(Recorded data)
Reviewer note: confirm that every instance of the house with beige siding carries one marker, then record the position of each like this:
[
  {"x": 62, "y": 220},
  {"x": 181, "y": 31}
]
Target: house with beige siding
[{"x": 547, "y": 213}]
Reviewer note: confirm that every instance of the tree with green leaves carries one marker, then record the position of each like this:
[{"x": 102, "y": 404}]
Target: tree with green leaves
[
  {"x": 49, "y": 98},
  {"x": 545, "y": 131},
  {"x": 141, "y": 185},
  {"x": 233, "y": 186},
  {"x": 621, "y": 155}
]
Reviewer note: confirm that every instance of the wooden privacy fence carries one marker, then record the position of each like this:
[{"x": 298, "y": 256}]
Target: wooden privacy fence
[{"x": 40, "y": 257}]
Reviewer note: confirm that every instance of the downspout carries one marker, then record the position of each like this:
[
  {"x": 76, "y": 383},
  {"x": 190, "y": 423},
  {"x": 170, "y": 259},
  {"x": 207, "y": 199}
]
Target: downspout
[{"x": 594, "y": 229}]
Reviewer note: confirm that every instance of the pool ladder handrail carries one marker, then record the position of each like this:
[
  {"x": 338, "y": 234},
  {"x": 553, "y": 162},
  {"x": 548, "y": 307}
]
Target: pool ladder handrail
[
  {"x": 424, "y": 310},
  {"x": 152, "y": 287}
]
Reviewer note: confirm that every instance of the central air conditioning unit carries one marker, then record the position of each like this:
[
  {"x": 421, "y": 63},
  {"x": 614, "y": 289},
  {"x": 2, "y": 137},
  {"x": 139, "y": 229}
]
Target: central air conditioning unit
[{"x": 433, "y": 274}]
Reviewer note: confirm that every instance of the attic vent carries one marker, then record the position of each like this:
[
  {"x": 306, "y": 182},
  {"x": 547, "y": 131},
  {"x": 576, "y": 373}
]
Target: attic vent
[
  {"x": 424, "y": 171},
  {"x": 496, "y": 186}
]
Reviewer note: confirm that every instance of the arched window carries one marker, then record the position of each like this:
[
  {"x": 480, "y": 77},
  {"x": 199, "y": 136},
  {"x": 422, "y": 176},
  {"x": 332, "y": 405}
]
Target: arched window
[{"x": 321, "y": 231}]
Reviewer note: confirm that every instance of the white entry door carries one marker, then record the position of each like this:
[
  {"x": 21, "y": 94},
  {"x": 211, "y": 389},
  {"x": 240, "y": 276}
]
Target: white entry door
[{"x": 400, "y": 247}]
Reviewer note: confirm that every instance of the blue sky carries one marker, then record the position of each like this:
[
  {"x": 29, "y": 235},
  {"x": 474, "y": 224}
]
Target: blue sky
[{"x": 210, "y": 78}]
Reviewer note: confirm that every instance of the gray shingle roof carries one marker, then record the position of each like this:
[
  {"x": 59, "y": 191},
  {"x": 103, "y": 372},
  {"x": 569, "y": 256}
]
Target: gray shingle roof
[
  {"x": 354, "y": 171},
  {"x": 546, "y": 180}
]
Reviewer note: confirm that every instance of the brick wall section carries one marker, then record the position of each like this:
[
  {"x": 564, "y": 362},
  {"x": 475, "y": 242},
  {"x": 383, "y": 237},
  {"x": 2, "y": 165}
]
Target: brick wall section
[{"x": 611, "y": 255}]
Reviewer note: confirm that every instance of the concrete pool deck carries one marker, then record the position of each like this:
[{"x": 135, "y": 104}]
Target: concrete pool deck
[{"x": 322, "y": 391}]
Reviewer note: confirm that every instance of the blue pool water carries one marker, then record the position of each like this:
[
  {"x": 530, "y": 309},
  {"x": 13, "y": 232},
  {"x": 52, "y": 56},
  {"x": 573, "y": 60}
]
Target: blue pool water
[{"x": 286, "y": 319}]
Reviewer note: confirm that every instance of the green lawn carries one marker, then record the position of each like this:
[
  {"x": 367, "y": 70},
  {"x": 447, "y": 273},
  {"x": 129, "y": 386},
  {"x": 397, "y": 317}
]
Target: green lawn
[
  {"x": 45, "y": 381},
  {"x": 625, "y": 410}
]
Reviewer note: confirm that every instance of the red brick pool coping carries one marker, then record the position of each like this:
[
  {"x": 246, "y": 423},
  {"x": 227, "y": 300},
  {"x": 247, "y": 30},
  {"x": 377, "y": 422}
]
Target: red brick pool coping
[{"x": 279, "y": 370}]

DIRECTIONS FOR THIS TASK: Transcribe every record above exactly as it appears.

TASK SOLUTION:
Reviewer note: confirm that every instance of the house with beige siding carries one marker, then record the position of each like this:
[
  {"x": 62, "y": 220},
  {"x": 181, "y": 31}
]
Target: house with beige siding
[{"x": 547, "y": 213}]
Reviewer note: confirm that every instance of the tree with green leaves carries one marker, then record the position of each like this:
[{"x": 102, "y": 404}]
Target: tree with green leaves
[
  {"x": 49, "y": 98},
  {"x": 545, "y": 131},
  {"x": 141, "y": 185},
  {"x": 233, "y": 186},
  {"x": 621, "y": 155}
]
Reviewer note: confirm that every instance of the wooden privacy fence carries one marker, then record the position of each like this:
[{"x": 298, "y": 256}]
Target: wooden privacy fence
[{"x": 40, "y": 257}]
Reviewer note: confirm that every instance of the downspout carries one marker, then record the position of each like this:
[
  {"x": 76, "y": 383},
  {"x": 190, "y": 423},
  {"x": 170, "y": 259},
  {"x": 207, "y": 199}
]
Target: downspout
[{"x": 594, "y": 229}]
Reviewer note: confirm that every instance of the pool ladder handrail carries one marker, then record the position of each like this:
[
  {"x": 338, "y": 234},
  {"x": 553, "y": 162},
  {"x": 548, "y": 307}
]
Target: pool ladder handrail
[
  {"x": 424, "y": 310},
  {"x": 152, "y": 287}
]
Reviewer note: confirm that every instance of the central air conditioning unit carries one marker, then record the position of each like this:
[
  {"x": 421, "y": 63},
  {"x": 614, "y": 289},
  {"x": 2, "y": 137},
  {"x": 139, "y": 229}
]
Target: central air conditioning unit
[{"x": 433, "y": 274}]
Reviewer note: confirm that every instance of the attic vent carries one marker, then record the position of each like this:
[
  {"x": 306, "y": 182},
  {"x": 547, "y": 131},
  {"x": 576, "y": 373}
]
Target: attic vent
[
  {"x": 424, "y": 171},
  {"x": 496, "y": 186}
]
Reviewer note: confirm that every instance of the arched window carries one marker, then record the position of each like this:
[
  {"x": 480, "y": 77},
  {"x": 199, "y": 136},
  {"x": 422, "y": 176},
  {"x": 332, "y": 405}
]
Target: arched window
[{"x": 321, "y": 231}]
Reviewer note: confirm that every instance of the white entry door carries one marker, then record the position of each like this:
[
  {"x": 21, "y": 94},
  {"x": 211, "y": 389},
  {"x": 240, "y": 276}
]
Target: white entry door
[{"x": 400, "y": 247}]
Reviewer note: confirm that every instance of the blue sky carries one marker, then record the position of each like this:
[
  {"x": 29, "y": 235},
  {"x": 474, "y": 224}
]
Target: blue sky
[{"x": 210, "y": 78}]
Reviewer note: confirm that every instance of the gray shingle roof carries one marker, then record the position of each like this:
[
  {"x": 59, "y": 191},
  {"x": 103, "y": 372},
  {"x": 569, "y": 256}
]
Target: gray shingle roof
[
  {"x": 354, "y": 171},
  {"x": 546, "y": 180}
]
Reviewer note: confirm that every instance of the brick wall section carries one marker, then record the position of each like this:
[
  {"x": 564, "y": 362},
  {"x": 475, "y": 242},
  {"x": 383, "y": 237},
  {"x": 2, "y": 165}
]
Target: brick wall section
[{"x": 611, "y": 255}]
Reviewer note: confirm that every instance of the concrete pool deck carries one marker, then record the position of each like this:
[{"x": 135, "y": 104}]
Target: concrete pool deck
[{"x": 322, "y": 391}]
Reviewer note: confirm that every instance of the blue pool water carries one marker, then record the position of each like this:
[
  {"x": 530, "y": 309},
  {"x": 13, "y": 232},
  {"x": 52, "y": 56},
  {"x": 573, "y": 60}
]
Target: blue pool water
[{"x": 286, "y": 319}]
Reviewer note: confirm that every instance of the green lawn carries one marker, then record the position of each like this:
[
  {"x": 367, "y": 70},
  {"x": 447, "y": 273},
  {"x": 129, "y": 386},
  {"x": 397, "y": 317}
]
Target: green lawn
[
  {"x": 45, "y": 381},
  {"x": 625, "y": 410}
]
Reviewer note: confirm that every instance of the red brick pool coping carries one marker, then record the position of each like this:
[
  {"x": 246, "y": 423},
  {"x": 227, "y": 300},
  {"x": 247, "y": 30},
  {"x": 377, "y": 422}
]
Target: red brick pool coping
[{"x": 279, "y": 370}]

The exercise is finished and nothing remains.